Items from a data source
+===+
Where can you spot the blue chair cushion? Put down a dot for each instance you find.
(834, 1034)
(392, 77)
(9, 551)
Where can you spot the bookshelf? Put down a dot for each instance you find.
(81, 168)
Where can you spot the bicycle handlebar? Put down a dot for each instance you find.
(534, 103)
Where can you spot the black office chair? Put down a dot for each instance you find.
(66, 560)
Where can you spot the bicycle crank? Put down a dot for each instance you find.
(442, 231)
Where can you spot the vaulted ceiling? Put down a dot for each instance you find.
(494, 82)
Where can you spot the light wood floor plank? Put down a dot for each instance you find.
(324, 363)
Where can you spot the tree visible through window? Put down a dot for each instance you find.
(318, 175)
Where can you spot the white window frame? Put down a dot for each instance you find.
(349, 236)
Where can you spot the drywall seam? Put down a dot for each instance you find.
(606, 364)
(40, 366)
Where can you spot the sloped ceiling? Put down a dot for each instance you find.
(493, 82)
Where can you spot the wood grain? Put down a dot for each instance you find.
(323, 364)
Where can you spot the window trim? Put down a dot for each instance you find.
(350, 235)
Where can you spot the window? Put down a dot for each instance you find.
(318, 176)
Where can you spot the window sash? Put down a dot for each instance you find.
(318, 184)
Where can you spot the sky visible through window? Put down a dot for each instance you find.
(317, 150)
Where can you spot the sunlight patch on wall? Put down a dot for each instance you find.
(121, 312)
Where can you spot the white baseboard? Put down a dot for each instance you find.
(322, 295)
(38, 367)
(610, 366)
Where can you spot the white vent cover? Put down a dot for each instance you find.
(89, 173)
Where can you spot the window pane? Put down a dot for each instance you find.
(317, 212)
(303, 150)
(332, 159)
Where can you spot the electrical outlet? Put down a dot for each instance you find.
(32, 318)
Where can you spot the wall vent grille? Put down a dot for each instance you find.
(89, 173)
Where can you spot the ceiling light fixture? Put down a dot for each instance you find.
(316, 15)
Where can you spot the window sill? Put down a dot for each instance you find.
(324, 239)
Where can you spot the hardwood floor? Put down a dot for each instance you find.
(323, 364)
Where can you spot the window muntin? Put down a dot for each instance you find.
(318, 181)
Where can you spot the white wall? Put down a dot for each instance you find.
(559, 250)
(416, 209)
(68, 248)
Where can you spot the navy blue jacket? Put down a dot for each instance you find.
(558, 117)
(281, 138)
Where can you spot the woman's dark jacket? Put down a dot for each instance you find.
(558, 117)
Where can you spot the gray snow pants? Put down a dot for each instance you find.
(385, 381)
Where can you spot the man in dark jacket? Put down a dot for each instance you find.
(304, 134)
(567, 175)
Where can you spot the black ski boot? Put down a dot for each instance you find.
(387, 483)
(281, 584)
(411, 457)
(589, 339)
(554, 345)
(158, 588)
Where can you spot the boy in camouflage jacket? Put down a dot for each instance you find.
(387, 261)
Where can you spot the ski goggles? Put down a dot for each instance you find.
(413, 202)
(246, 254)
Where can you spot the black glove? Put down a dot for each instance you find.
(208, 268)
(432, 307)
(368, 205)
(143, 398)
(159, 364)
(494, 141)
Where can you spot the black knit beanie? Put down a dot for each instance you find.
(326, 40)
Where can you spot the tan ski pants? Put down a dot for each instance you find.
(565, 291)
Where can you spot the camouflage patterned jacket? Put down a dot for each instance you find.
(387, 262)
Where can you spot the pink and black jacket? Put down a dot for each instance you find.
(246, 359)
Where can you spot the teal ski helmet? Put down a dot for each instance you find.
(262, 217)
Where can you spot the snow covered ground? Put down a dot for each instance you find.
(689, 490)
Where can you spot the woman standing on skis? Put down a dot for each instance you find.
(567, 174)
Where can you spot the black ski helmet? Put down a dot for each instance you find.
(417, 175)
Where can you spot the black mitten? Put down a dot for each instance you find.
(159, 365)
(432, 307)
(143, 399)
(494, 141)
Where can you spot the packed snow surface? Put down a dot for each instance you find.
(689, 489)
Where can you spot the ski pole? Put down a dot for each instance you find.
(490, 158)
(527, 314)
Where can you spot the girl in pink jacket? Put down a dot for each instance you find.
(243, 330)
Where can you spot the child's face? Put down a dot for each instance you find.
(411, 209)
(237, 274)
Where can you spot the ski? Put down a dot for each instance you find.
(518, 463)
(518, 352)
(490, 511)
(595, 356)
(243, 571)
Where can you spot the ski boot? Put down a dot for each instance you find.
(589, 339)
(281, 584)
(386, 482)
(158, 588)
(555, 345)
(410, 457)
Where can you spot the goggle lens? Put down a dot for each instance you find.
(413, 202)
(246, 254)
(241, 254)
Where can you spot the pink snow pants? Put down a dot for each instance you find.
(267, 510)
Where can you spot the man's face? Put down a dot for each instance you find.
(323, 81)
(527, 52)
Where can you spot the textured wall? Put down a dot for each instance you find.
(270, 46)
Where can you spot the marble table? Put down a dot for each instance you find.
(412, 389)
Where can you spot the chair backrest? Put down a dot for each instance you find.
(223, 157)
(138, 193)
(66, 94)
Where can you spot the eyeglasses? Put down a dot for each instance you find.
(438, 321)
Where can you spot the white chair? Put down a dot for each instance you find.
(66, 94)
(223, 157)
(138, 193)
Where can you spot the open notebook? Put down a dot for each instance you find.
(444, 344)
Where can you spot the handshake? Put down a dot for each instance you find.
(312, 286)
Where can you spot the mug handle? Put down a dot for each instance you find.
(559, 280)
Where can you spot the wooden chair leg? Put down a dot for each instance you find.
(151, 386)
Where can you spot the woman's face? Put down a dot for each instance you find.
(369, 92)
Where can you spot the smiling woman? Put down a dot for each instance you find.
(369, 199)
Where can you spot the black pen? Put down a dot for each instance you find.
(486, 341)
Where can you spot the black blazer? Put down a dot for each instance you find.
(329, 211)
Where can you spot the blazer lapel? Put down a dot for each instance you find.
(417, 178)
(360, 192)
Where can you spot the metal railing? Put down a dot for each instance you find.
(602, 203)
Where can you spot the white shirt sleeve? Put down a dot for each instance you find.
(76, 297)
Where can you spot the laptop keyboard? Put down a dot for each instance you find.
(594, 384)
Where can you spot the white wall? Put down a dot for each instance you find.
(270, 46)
+===+
> _INSTRUCTIONS FOR THE TASK_:
Reproduce the data in full. Nothing in it may be altered.

> _TASK ANSWER_:
Where can you spot the blue chair cushion? Put down a dot for each instance you find.
(834, 1034)
(392, 77)
(9, 551)
Where can you spot the bookshelf? Put down a dot for each instance you find.
(81, 168)
Where can you spot the bicycle handlebar? Put down a dot for each instance you find.
(534, 103)
Where can you spot the black office chair? Put down a dot for each instance you find.
(66, 560)
Where can you spot the bicycle crank? Put down a dot for each instance you find.
(442, 231)
Where can you spot the vaulted ceiling? Put down a dot for each instance you find.
(494, 82)
Where can you spot the light wood floor plank? Put down a dot for each instance you find.
(324, 363)
Where can you spot the tree visible through window? Put down a dot for each instance you find.
(318, 175)
Where can you spot the white window frame? Put down a dot for each instance you find.
(349, 236)
Where can you spot the drywall seam? Put down a dot for each instance you find.
(606, 364)
(40, 366)
Where can you spot the sloped ceiling? Put down a dot for each instance you find.
(493, 82)
Where can you spot the wood grain? Put down a dot for each instance you find.
(323, 364)
Where can you spot the window trim? Put down a dot for each instance you find.
(350, 235)
Where can you spot the window? Put down a dot for each instance you find.
(318, 176)
Where can you spot the window sash? Put down a dot for each instance you find.
(318, 184)
Where can you spot the sky visible through window? Put down a dot for each instance you find.
(317, 150)
Where can you spot the sunlight patch on wall? Put down a dot for each instance you find.
(121, 312)
Where can you spot the white baseboard? Put down a dot for each instance you find.
(322, 295)
(38, 367)
(610, 366)
Where can you spot the white vent cover? Put down a dot for each instance you find.
(89, 173)
Where can you spot the window pane? Put down a dot for each instance you find.
(317, 212)
(303, 150)
(332, 159)
Where can you spot the electrical outlet? Put down a dot for each instance you find.
(32, 318)
Where can you spot the wall vent grille? Put down a dot for each instance you find.
(89, 173)
Where can you spot the ceiling light fixture? Put down a dot for each instance you find.
(316, 15)
Where can you spot the window sill? Put down a dot for each instance you find.
(324, 239)
Where can you spot the hardwood floor? Put down a dot for each instance you find.
(323, 364)
Where can you spot the window muntin? Put down a dot for each instance you find.
(318, 181)
Where can you spot the white wall? Put down a dot for each instance you find.
(559, 250)
(416, 209)
(68, 248)
Where can you spot the navy blue jacket? Put down a dot for each instance you find.
(558, 117)
(281, 138)
Where can you spot the woman's dark jacket? Put down a dot for each instance you find.
(558, 117)
Where can you spot the gray snow pants? Put down a dot for each instance you find.
(385, 381)
Where can you spot the man in dark jacket? Put down a dot for each instance you find.
(304, 134)
(567, 175)
Where can you spot the black ski boot? Put down a dot for each instance you find.
(387, 483)
(281, 584)
(411, 457)
(589, 339)
(554, 345)
(158, 588)
Where can you spot the boy in camouflage jacket? Put down a dot for each instance you find.
(387, 261)
Where can you spot the ski goggles? Put down a dot for each instance you find.
(413, 202)
(246, 254)
Where can you spot the black glove? Put down a dot for each instance you find.
(208, 268)
(432, 307)
(368, 205)
(143, 398)
(159, 364)
(494, 141)
Where can you spot the black knit beanie? Put down a dot for each instance you find.
(326, 40)
Where can you spot the tan ski pants? Put down a dot for each instance you find.
(565, 291)
Where can you spot the camouflage patterned jacket? Put down a dot for each instance you find.
(387, 262)
Where can you spot the pink and black jacket? Put down a dot for each instance you find.
(246, 359)
Where can you spot the teal ski helmet? Put down a dot for each instance you find.
(262, 217)
Where can you spot the snow covered ground? Put down a dot for each instance you find.
(689, 490)
Where can you spot the woman standing on skis? Put down a dot for each instance you find.
(567, 174)
Where can you spot the black ski helmet? Put down a dot for each instance you find.
(417, 175)
Where can you spot the black mitten? Put down a dot for each instance you find.
(159, 365)
(432, 307)
(143, 399)
(494, 141)
Where can you spot the packed snow surface? Put down a dot for each instance you find.
(689, 489)
Where can you spot the ski pole? Put down a dot for each instance you find.
(490, 158)
(527, 314)
Where can you spot the girl in pink jacket? Put down a dot for each instance you find.
(243, 330)
Where can you spot the child's face? Put down a dot for each instance you find.
(411, 209)
(237, 274)
Where can you spot the ski? Put down a dot for each instance you find.
(518, 463)
(518, 352)
(490, 511)
(595, 356)
(243, 571)
Where can you spot the ski boot? Put down a dot for each instance you find.
(589, 339)
(281, 584)
(386, 482)
(158, 588)
(555, 345)
(410, 457)
Where can you spot the goggle lens? Put down a dot for each instance you find.
(413, 202)
(246, 254)
(241, 254)
Where can you spot the pink snow pants? Put down a dot for each instance you find.
(267, 510)
Where can you spot the man's face? Put down a dot for each instance you find.
(323, 81)
(527, 52)
Where can you spot the textured wall? Put down a dot for each instance you find.
(270, 46)
Where can you spot the marble table? Put down a dot for each instance you find.
(412, 389)
Where can you spot the chair backrest? Put down a dot for each instance you find.
(223, 157)
(138, 193)
(66, 94)
Where can you spot the eyeglasses? Put down a dot for each instance you find.
(438, 321)
Where can you spot the white chair? Put down a dot for each instance you find.
(66, 94)
(223, 157)
(138, 193)
Where can you spot the open notebook? Put down a dot for each instance you find.
(444, 344)
Where can you spot the handshake? Put down a dot for each instance you find.
(312, 286)
Where can you spot the mug handle? Put down a dot for each instance you find.
(559, 280)
Where can you spot the wooden chair leg? Put down a dot for each instance you find.
(151, 386)
Where can you spot the woman's face? Put down a dot for each instance you find.
(369, 92)
Where can you spot the smiling woman? Put down a dot for each instance you find.
(369, 199)
Where can you spot the black pen? Put down a dot for each instance you find.
(486, 341)
Where can you spot the black blazer? Put down a dot for each instance you find.
(329, 211)
Where can you spot the blazer lapel? Put down a dot for each instance you find.
(417, 178)
(360, 192)
Where can you spot the metal railing? Put down a dot for each instance you find.
(602, 203)
Where can you spot the white shirt sleeve? Put down a dot for each instance you find.
(76, 297)
Where can you spot the laptop keyboard? Put down a dot for each instance you find.
(594, 384)
Where can you spot the white wall? Put down a dot for each instance you find.
(270, 46)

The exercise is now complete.